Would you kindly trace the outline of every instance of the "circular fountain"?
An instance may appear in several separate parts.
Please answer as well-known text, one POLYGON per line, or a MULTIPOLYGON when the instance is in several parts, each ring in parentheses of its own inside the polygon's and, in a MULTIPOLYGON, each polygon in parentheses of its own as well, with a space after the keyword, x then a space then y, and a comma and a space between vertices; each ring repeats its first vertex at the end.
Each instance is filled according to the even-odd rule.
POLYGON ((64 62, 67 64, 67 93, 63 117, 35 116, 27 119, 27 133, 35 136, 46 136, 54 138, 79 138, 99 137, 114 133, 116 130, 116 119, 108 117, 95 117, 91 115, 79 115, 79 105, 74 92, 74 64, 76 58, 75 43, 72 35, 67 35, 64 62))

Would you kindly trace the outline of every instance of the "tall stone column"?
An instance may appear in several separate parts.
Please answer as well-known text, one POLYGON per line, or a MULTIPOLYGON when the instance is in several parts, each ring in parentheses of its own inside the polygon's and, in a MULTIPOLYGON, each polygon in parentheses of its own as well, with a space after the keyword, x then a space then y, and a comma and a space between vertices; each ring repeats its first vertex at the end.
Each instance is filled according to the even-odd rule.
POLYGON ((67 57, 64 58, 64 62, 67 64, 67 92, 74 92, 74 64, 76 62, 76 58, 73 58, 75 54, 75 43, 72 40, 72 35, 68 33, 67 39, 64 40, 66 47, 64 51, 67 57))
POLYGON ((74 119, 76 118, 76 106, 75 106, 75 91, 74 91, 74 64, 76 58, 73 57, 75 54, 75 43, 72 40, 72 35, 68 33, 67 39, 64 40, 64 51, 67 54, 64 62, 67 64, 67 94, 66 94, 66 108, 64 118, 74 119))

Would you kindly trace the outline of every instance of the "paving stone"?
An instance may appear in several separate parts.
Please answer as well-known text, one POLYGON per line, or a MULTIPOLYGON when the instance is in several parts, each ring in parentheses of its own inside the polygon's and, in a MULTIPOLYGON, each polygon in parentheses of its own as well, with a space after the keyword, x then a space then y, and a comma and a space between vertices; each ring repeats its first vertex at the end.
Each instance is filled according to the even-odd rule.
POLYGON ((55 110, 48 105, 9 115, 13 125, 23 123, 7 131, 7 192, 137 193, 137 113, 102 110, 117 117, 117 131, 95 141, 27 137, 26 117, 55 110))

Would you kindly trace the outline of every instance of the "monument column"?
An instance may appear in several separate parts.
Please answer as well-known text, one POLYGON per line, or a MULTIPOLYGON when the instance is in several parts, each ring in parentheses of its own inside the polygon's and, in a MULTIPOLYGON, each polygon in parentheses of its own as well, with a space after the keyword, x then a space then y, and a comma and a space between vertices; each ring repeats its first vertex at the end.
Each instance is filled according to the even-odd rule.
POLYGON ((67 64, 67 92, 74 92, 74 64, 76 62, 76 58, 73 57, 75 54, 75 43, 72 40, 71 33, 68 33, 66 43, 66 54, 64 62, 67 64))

:: Set exercise ::
Could you format all the items above as a two-column CSV with the headers "query" and "reply"? Give one row per item, with the item's text and its answer each in a single quoted field and line breaks replaced by spaces.

:: Answer to this task ::
query,reply
"Would you kindly trace the outline of every instance of the ""circular fountain""? An instance may appear in several separate parts. Please answer as well-known text, one POLYGON per line, or a MULTIPOLYGON when the instance is in several parts, each ring in parentheses of its own inside the polygon's and, in a MULTIPOLYGON, each polygon in parentheses of its own as well, with a space after the keyword, x then a space then y, and a comma and a space between vertices; each ring repeats its first vertex at the end. Each instance is filled according to the even-odd rule.","POLYGON ((64 62, 67 64, 67 93, 63 117, 35 116, 27 119, 27 133, 35 136, 46 136, 54 138, 79 138, 99 137, 114 133, 116 130, 116 119, 108 117, 95 117, 91 115, 79 115, 79 105, 74 92, 74 64, 76 58, 75 43, 72 35, 67 35, 64 62))"
"Would you kindly trace the outline of every instance of the ""tall stone column""? An instance may appear in several separate parts. Please answer as well-known text, one POLYGON per line, or a MULTIPOLYGON when the instance is in several parts, each ring in parentheses of its own inside the polygon's and, in a MULTIPOLYGON, each polygon in parentheses of its own as well, with a space after the keyword, x then a space then y, and a comma and a space between vertices; each ring repeats its first vertex at the end. Each instance is filled according to the even-odd rule.","POLYGON ((67 57, 64 58, 64 62, 67 64, 67 92, 74 92, 74 64, 76 62, 76 58, 73 58, 75 54, 75 43, 72 40, 72 35, 68 33, 67 39, 64 40, 66 47, 64 51, 67 57)) POLYGON ((74 119, 76 118, 76 106, 75 106, 75 91, 74 91, 74 64, 76 58, 73 57, 75 54, 75 43, 72 40, 72 35, 68 33, 67 39, 64 40, 64 51, 67 54, 64 62, 67 64, 67 94, 66 94, 66 108, 64 118, 74 119))"
"Would you kindly trace the outline of every instance of the ""paving stone""? An instance may appear in several separate parts. Please answer as well-known text, one POLYGON per line, or a MULTIPOLYGON when the instance is in several parts, each ring in parentheses of its own inside the polygon's and, in a MULTIPOLYGON, each polygon in parentheses of its own as well, with a space after the keyword, x then a space then y, and a comma and a space between vertices; each ring repeats its first vertex at the end. Each instance is filled according to the even-odd rule.","POLYGON ((55 110, 48 105, 9 115, 13 125, 23 123, 7 131, 7 192, 137 193, 137 113, 102 110, 117 117, 117 131, 95 141, 27 137, 26 117, 55 110))"
"Would you kindly trace the outline of every instance of the ""monument column""? An instance may appear in several separate parts. Please answer as well-known text, one POLYGON per line, or a MULTIPOLYGON when the instance is in several parts, each ring in parentheses of its own inside the polygon's and, in a MULTIPOLYGON, each polygon in parentheses of its own as well, with a space after the keyword, x then a space then y, and a comma and a space between vertices; each ring repeats its first vertex at the end. Each instance is filled according to the even-odd rule.","POLYGON ((67 64, 67 92, 74 92, 74 64, 76 62, 76 58, 73 57, 75 54, 75 43, 72 40, 71 33, 68 33, 66 43, 66 54, 64 62, 67 64))"